任务说明: 修改下面的清单：把其中的“white wall”换成“light gray wall”，其余内容一律不变，然后重新写出全部各行。

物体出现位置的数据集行
:::
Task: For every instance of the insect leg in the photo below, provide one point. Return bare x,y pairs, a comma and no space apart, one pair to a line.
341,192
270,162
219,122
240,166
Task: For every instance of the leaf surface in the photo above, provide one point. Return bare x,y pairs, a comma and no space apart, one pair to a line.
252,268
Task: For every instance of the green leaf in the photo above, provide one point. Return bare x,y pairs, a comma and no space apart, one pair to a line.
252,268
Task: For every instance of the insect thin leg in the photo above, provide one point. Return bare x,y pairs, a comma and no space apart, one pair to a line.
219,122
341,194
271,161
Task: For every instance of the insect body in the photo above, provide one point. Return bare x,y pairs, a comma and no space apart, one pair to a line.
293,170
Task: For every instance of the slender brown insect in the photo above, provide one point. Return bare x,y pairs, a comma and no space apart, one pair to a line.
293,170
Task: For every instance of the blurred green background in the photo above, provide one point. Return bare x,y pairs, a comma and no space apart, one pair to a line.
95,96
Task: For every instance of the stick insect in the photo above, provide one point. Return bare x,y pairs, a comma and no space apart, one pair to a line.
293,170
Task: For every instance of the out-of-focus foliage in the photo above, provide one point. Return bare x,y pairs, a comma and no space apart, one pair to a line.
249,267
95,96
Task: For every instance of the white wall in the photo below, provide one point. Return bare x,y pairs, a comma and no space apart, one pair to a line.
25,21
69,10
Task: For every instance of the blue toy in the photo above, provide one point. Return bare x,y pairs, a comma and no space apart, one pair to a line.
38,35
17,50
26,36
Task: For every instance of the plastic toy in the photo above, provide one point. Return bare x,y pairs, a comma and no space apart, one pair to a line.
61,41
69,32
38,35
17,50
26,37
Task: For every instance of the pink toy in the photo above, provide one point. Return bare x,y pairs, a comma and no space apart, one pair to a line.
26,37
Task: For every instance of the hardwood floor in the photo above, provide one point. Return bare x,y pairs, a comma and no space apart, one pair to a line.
:::
参考答案:
Task: For every instance of the insect leg in the photo below, provide one point. Return bare x,y pairs, a comma and no space apart, one pair to a line.
341,192
270,162
219,122
240,166
Task: For every instance of the leaf surface in the photo above, provide one point. Return bare x,y pairs, a comma and no space apart, one pair to a line.
252,268
Task: For every instance of the green leaf in the photo above, provide one point. Return bare x,y pairs, a comma and no space apart, one pair to a line.
252,268
Task: For every instance of the insect thin leg in the photo above, provide one point. Return bare x,y pairs, a comma and no space apart, one pair to a line.
219,122
341,194
271,161
Task: For every instance of the insect body in the photo above, provide one point. Return bare x,y pairs, a comma and no space apart, one pair to a line.
293,170
Task: For every instance of the slender brown insect in the photo above, provide one point. Return bare x,y pairs, a comma and no space apart, one pair to a line.
293,170
Task: For every instance of the blurred green background in the photo above, provide one point. Return bare x,y pairs, a comma and no space apart, one pair to a line.
95,96
Task: For every instance of the stick insect in the photo above, provide one point. Return bare x,y pairs, a comma and no space apart, one pair to a line.
293,170
Task: For every instance of the out-of-focus foliage in the photo above, provide one point. Return bare x,y pairs, a comma and no space apart, one pair to a line.
249,267
95,96
Task: For every instance of the light gray wall in the photo below, provide one point. Return bare x,y pairs, a comma and no space apart, one pair to a line.
25,21
69,10
Task: For every instance of the blue toy in the photo above, provide one point. Return bare x,y pairs, a comma and no space apart, one pair to a line.
38,35
17,50
26,36
Task: For every instance of the plastic toy in the photo above, provide one point. Return bare x,y pairs, a comma and no space apart, one pair to a line.
61,41
69,32
38,35
17,50
26,37
Task: For every instance of the pink toy in the photo above, provide one point. Return bare x,y pairs, a comma and no space apart, one pair to a line.
26,37
Task: For every instance of the hardwood floor in the photo above, provide one point. Return bare x,y pairs, a comma and no space apart, one pair to a line.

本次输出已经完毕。